• Excerpted data
——

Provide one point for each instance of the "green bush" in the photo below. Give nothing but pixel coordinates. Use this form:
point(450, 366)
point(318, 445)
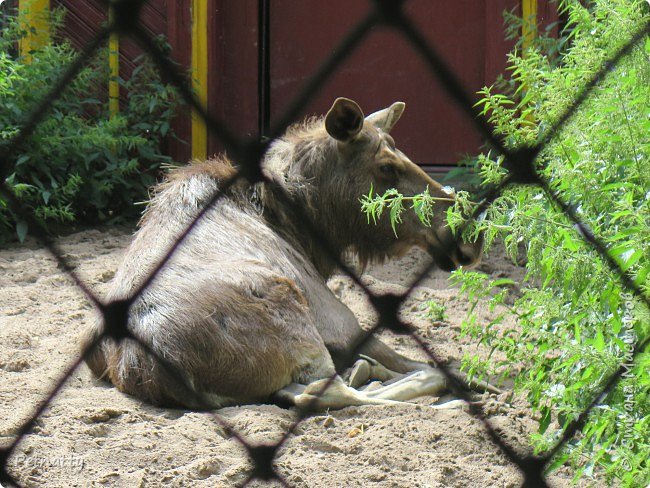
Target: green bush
point(576, 323)
point(80, 164)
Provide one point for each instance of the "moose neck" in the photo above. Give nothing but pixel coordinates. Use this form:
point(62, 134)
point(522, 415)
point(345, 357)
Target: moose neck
point(300, 203)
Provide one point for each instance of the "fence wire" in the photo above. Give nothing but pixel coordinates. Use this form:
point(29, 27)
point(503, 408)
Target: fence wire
point(249, 153)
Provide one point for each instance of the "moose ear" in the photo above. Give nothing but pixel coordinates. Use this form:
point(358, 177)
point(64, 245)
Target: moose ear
point(344, 120)
point(387, 118)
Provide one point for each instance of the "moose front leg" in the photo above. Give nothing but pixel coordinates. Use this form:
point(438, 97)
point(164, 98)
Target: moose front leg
point(386, 365)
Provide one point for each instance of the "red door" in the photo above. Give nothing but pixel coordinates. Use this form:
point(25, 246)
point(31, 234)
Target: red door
point(385, 68)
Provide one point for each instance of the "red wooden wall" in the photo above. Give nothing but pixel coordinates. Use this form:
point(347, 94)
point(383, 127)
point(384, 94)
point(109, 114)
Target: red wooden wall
point(249, 88)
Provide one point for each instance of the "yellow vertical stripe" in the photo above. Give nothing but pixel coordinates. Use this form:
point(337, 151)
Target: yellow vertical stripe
point(199, 75)
point(114, 68)
point(35, 17)
point(529, 15)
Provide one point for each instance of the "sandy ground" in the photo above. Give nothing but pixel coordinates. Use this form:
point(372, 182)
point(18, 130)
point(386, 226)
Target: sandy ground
point(92, 435)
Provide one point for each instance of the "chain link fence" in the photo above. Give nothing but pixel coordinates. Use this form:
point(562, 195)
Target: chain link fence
point(520, 164)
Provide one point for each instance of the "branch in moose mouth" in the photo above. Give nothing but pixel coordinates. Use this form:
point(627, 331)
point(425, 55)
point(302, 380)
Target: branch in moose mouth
point(423, 204)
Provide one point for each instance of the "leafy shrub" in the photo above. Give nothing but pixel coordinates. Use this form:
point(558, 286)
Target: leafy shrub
point(576, 322)
point(79, 164)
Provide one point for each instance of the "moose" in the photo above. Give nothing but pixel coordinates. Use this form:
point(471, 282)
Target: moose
point(241, 313)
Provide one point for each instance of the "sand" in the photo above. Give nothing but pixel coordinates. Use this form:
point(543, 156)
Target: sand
point(93, 435)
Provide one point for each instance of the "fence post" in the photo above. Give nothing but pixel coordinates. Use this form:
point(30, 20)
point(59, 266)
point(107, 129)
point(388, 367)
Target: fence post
point(35, 18)
point(199, 75)
point(113, 67)
point(529, 26)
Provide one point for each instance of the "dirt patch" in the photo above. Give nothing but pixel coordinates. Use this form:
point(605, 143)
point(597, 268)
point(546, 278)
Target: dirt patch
point(92, 435)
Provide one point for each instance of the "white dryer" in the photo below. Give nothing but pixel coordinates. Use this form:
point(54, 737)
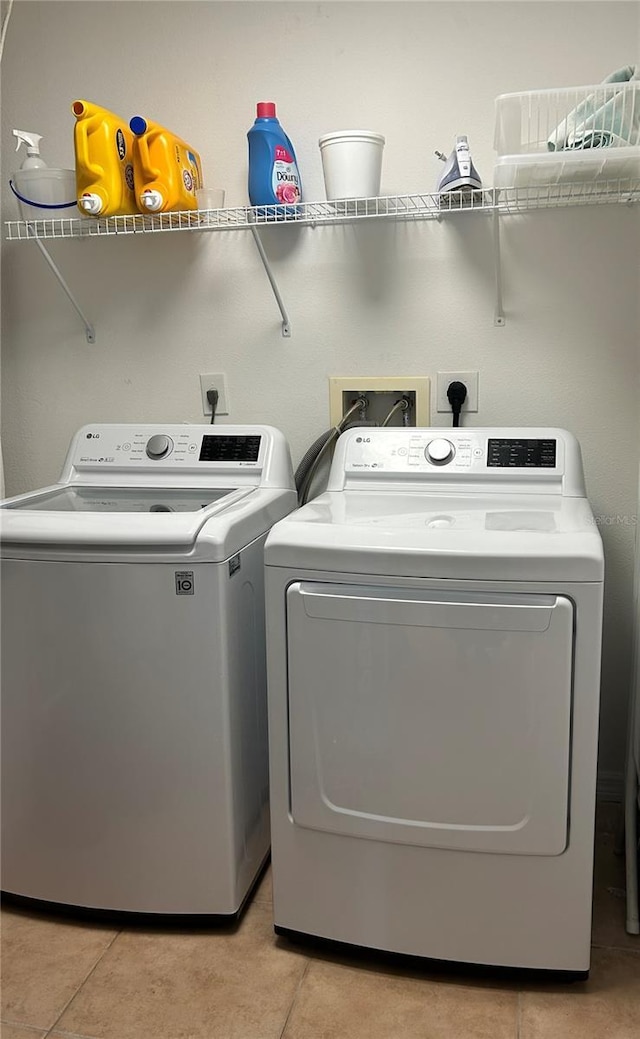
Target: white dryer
point(433, 646)
point(134, 741)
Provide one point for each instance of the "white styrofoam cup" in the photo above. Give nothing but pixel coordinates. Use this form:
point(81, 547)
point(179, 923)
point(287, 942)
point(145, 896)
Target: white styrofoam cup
point(351, 163)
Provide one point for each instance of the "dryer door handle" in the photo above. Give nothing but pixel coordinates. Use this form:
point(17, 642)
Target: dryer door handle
point(394, 606)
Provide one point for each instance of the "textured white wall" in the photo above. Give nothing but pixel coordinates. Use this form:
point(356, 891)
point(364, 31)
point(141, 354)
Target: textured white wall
point(407, 299)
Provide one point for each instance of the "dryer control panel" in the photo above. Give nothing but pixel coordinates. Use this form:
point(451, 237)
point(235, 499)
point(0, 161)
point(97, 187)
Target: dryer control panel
point(509, 459)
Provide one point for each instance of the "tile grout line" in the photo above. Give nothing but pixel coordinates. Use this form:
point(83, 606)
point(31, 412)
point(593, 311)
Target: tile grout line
point(295, 995)
point(81, 985)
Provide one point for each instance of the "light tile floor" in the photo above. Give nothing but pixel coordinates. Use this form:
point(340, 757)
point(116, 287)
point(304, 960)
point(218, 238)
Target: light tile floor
point(69, 980)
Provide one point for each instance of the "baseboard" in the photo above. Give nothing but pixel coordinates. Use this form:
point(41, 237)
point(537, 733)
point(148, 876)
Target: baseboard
point(610, 787)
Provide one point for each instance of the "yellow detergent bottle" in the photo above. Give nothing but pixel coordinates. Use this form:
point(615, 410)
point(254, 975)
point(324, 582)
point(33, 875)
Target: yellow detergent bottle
point(167, 171)
point(104, 161)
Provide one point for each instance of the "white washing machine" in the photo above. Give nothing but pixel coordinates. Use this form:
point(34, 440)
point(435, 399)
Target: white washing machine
point(433, 646)
point(134, 741)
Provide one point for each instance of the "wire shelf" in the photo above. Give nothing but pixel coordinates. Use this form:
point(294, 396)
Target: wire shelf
point(411, 207)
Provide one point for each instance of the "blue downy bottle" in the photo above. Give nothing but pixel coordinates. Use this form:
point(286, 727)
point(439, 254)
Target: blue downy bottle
point(273, 171)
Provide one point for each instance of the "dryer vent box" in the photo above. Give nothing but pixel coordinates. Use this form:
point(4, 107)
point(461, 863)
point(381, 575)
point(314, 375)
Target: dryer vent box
point(381, 393)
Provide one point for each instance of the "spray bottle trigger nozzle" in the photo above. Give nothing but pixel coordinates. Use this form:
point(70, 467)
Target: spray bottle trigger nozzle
point(30, 139)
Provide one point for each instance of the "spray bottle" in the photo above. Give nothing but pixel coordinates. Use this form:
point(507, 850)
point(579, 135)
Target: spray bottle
point(31, 140)
point(41, 191)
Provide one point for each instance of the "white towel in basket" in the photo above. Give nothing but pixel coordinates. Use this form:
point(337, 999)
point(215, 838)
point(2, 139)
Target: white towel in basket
point(603, 120)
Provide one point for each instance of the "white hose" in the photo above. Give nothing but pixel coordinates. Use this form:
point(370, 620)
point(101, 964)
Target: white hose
point(4, 28)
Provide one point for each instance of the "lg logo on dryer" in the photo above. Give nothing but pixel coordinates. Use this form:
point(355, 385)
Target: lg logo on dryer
point(184, 583)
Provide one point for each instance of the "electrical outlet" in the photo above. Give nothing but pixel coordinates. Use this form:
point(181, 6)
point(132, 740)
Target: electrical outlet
point(471, 381)
point(216, 381)
point(381, 393)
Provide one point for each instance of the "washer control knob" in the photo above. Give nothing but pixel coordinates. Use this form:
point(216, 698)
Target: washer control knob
point(159, 446)
point(439, 452)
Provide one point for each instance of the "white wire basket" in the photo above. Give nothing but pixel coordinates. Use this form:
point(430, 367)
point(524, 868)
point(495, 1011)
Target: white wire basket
point(577, 134)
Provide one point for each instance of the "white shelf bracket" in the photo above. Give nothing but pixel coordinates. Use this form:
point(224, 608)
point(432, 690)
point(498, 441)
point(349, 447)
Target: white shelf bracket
point(278, 298)
point(499, 318)
point(88, 327)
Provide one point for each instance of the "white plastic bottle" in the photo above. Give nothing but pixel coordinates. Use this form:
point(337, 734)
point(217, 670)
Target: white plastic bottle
point(43, 193)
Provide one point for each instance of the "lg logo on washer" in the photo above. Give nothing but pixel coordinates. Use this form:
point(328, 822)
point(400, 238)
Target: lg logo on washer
point(184, 583)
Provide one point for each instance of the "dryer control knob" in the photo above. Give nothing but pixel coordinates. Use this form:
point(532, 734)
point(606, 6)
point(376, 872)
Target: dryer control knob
point(159, 446)
point(439, 452)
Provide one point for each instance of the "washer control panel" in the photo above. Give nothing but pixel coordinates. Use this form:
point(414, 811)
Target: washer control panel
point(168, 448)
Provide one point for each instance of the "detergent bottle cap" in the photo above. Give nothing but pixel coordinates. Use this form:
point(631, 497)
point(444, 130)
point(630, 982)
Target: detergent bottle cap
point(152, 201)
point(137, 126)
point(90, 204)
point(31, 140)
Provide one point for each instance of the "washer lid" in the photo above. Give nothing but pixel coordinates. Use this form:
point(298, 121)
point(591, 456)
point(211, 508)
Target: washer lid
point(464, 536)
point(76, 516)
point(113, 500)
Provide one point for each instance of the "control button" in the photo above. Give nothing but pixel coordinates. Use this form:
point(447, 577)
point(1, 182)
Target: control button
point(439, 452)
point(159, 446)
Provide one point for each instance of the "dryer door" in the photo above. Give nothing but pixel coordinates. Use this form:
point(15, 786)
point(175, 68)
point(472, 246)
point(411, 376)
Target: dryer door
point(434, 719)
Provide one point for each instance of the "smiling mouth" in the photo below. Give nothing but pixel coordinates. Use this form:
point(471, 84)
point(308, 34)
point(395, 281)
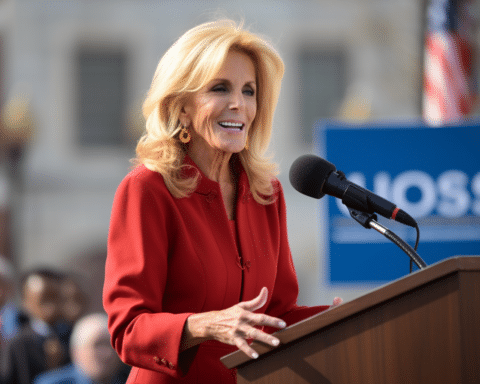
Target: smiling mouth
point(229, 125)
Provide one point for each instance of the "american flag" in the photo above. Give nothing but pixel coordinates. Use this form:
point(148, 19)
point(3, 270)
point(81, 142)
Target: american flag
point(449, 92)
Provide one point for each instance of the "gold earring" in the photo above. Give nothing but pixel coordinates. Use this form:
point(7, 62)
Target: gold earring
point(184, 135)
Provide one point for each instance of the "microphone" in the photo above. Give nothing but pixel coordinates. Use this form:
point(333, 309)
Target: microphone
point(315, 177)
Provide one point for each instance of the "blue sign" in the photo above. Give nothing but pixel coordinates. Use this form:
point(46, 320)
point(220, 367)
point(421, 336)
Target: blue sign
point(431, 173)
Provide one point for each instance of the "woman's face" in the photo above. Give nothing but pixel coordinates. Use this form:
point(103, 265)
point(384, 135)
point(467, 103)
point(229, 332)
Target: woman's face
point(220, 114)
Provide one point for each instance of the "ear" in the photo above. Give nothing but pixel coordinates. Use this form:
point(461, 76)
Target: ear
point(184, 118)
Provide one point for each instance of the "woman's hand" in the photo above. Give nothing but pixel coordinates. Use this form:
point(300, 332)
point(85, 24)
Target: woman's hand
point(233, 325)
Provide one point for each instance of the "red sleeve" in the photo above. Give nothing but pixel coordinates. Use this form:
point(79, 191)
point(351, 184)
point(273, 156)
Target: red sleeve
point(135, 278)
point(283, 303)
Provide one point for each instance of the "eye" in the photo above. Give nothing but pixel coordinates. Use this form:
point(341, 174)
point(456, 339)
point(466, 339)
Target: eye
point(219, 88)
point(249, 91)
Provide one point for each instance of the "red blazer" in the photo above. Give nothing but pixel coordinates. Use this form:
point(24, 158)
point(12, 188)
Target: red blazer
point(169, 258)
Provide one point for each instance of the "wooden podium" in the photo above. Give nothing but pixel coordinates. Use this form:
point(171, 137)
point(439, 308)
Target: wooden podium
point(423, 328)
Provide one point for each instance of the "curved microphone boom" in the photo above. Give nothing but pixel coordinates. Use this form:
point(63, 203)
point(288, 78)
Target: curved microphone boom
point(315, 177)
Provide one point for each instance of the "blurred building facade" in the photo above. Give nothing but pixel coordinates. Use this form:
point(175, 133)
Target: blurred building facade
point(86, 65)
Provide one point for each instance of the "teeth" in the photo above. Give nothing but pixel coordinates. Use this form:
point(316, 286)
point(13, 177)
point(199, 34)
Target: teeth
point(233, 125)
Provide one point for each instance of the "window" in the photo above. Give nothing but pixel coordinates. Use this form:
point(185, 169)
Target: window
point(322, 87)
point(102, 97)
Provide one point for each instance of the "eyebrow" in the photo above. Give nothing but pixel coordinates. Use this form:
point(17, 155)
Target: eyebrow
point(253, 82)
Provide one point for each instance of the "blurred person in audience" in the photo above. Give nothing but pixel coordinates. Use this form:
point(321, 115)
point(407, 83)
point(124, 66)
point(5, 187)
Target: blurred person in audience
point(36, 347)
point(73, 302)
point(94, 361)
point(9, 313)
point(198, 260)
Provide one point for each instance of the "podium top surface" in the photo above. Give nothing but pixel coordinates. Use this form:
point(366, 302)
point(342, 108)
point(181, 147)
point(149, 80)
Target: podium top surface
point(375, 297)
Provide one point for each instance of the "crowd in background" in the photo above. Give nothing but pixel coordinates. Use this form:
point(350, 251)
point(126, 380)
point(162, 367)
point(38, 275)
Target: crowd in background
point(47, 335)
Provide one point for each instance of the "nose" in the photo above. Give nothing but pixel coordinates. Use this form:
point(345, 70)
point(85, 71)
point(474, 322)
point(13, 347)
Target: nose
point(237, 100)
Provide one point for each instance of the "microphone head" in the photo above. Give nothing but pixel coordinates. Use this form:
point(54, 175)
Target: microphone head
point(308, 174)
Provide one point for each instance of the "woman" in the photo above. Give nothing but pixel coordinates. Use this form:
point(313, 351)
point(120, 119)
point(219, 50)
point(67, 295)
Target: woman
point(198, 258)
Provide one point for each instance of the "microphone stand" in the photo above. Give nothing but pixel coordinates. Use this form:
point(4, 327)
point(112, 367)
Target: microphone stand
point(368, 220)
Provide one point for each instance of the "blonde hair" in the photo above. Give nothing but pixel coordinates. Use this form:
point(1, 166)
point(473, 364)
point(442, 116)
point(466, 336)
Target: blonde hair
point(188, 65)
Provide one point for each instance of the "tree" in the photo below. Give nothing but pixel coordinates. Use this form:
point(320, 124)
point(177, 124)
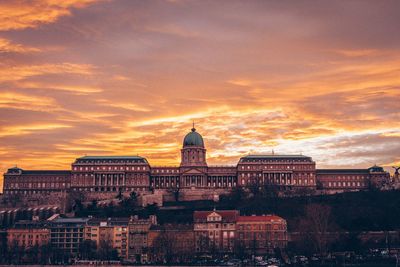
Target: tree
point(164, 247)
point(315, 226)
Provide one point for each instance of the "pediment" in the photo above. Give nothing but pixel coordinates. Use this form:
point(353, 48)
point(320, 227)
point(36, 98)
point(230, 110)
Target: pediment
point(193, 171)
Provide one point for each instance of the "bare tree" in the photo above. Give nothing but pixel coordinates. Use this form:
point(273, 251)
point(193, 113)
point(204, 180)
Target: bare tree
point(316, 225)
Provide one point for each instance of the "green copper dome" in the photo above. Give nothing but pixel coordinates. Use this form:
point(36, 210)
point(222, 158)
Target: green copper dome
point(193, 139)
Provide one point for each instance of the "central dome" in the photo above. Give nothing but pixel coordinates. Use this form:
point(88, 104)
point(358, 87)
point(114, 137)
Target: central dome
point(193, 139)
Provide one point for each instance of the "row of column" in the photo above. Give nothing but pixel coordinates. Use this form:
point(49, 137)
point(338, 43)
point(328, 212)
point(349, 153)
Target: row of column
point(277, 178)
point(109, 179)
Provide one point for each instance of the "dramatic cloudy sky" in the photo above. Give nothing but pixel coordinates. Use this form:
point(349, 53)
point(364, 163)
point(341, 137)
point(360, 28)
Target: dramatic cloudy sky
point(321, 78)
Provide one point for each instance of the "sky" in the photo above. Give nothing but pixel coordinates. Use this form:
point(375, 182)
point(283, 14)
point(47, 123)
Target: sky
point(125, 77)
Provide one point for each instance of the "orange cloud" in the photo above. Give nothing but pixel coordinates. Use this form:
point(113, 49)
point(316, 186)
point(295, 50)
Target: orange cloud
point(22, 14)
point(20, 72)
point(6, 46)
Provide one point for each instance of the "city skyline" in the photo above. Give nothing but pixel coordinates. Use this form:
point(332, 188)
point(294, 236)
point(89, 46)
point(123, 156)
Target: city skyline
point(129, 77)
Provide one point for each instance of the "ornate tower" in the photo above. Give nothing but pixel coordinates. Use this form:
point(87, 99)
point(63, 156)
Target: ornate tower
point(193, 153)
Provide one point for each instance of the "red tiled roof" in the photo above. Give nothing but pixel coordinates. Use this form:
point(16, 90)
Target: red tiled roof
point(227, 215)
point(263, 218)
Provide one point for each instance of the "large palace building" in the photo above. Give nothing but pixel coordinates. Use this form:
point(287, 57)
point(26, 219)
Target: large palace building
point(99, 176)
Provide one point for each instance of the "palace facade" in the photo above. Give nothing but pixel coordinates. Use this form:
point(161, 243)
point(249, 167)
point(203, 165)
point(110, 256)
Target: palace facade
point(101, 175)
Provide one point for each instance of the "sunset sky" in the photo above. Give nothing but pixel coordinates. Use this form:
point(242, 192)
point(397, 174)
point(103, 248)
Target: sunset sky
point(124, 77)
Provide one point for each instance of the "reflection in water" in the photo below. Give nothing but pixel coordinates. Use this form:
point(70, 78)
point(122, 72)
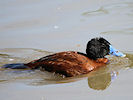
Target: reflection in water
point(98, 80)
point(102, 81)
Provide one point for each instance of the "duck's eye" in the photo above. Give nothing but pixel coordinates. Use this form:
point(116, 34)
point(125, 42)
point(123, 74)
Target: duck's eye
point(117, 51)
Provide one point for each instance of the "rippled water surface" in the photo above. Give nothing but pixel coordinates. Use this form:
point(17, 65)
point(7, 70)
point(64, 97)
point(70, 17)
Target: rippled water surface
point(33, 29)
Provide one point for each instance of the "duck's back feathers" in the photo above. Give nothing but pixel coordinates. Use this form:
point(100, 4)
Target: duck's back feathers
point(67, 63)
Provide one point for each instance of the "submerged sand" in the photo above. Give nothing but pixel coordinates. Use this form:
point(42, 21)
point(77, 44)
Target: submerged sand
point(32, 29)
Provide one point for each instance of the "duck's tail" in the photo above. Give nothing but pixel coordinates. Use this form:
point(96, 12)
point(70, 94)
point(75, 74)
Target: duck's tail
point(15, 66)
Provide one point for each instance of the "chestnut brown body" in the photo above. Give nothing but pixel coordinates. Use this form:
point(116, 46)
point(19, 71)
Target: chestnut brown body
point(68, 63)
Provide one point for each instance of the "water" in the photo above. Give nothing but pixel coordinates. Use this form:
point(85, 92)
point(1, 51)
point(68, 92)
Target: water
point(32, 29)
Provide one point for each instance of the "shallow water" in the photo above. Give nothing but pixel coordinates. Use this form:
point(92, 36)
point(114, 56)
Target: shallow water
point(32, 29)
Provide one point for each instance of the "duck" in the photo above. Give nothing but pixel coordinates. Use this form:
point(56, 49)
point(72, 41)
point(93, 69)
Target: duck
point(73, 63)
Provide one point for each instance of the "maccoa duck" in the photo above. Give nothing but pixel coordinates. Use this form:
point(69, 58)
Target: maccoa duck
point(72, 63)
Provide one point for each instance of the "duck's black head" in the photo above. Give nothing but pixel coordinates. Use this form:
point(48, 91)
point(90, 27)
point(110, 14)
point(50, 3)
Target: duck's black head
point(99, 48)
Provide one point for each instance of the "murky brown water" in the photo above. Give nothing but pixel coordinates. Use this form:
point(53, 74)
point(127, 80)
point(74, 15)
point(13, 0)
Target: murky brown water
point(32, 29)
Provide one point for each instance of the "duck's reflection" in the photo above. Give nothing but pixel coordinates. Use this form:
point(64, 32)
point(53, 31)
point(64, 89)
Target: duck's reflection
point(102, 81)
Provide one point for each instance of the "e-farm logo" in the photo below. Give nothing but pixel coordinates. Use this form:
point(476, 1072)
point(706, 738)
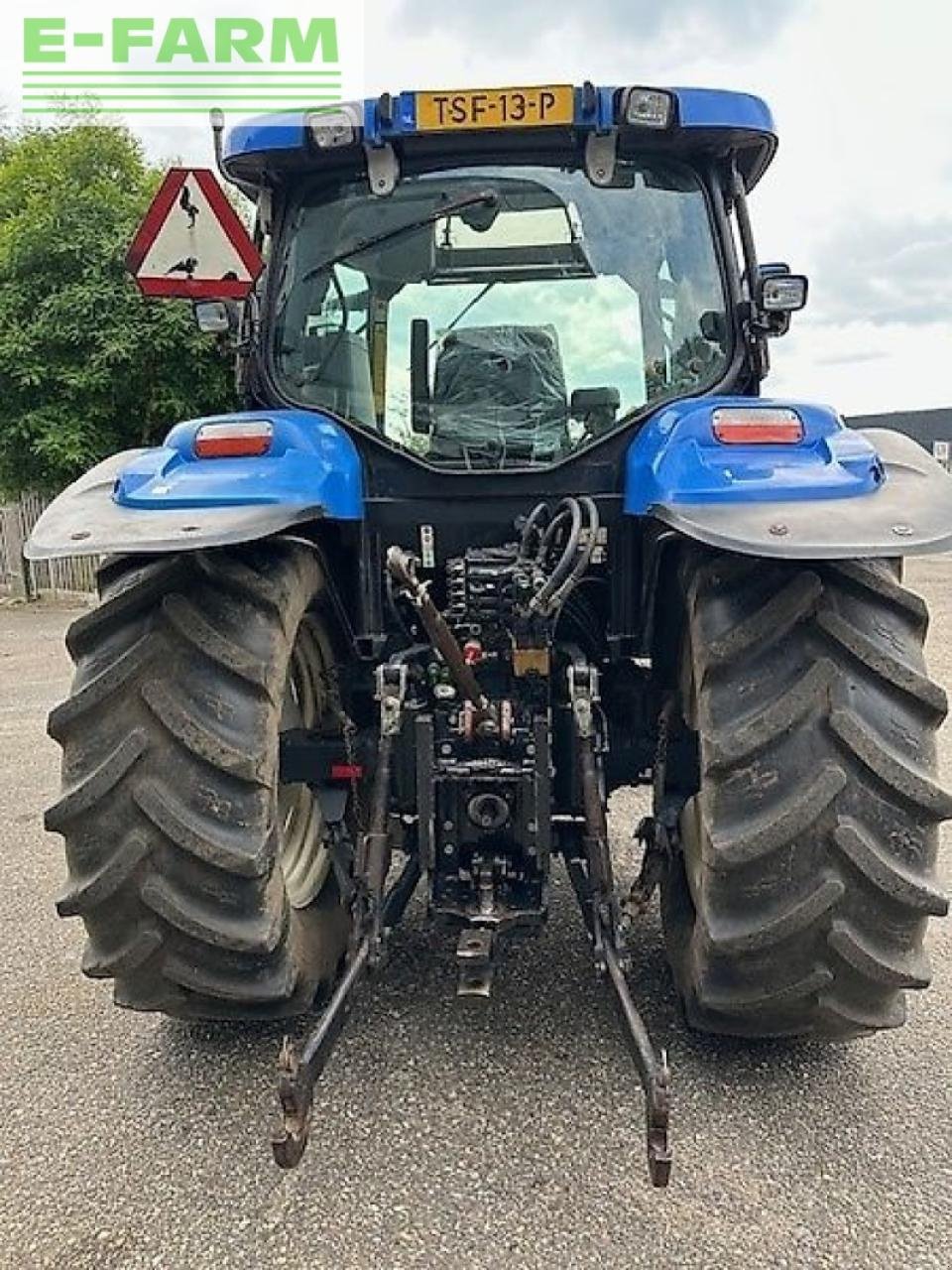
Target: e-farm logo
point(137, 64)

——

Identify each line in the material above that contains the string "large", and copy every such line in full.

• Output of the task
Provide one point for each instance of the "large palace building" in the photo above. Give nothing but pixel coordinates. Use this form:
Target: large palace building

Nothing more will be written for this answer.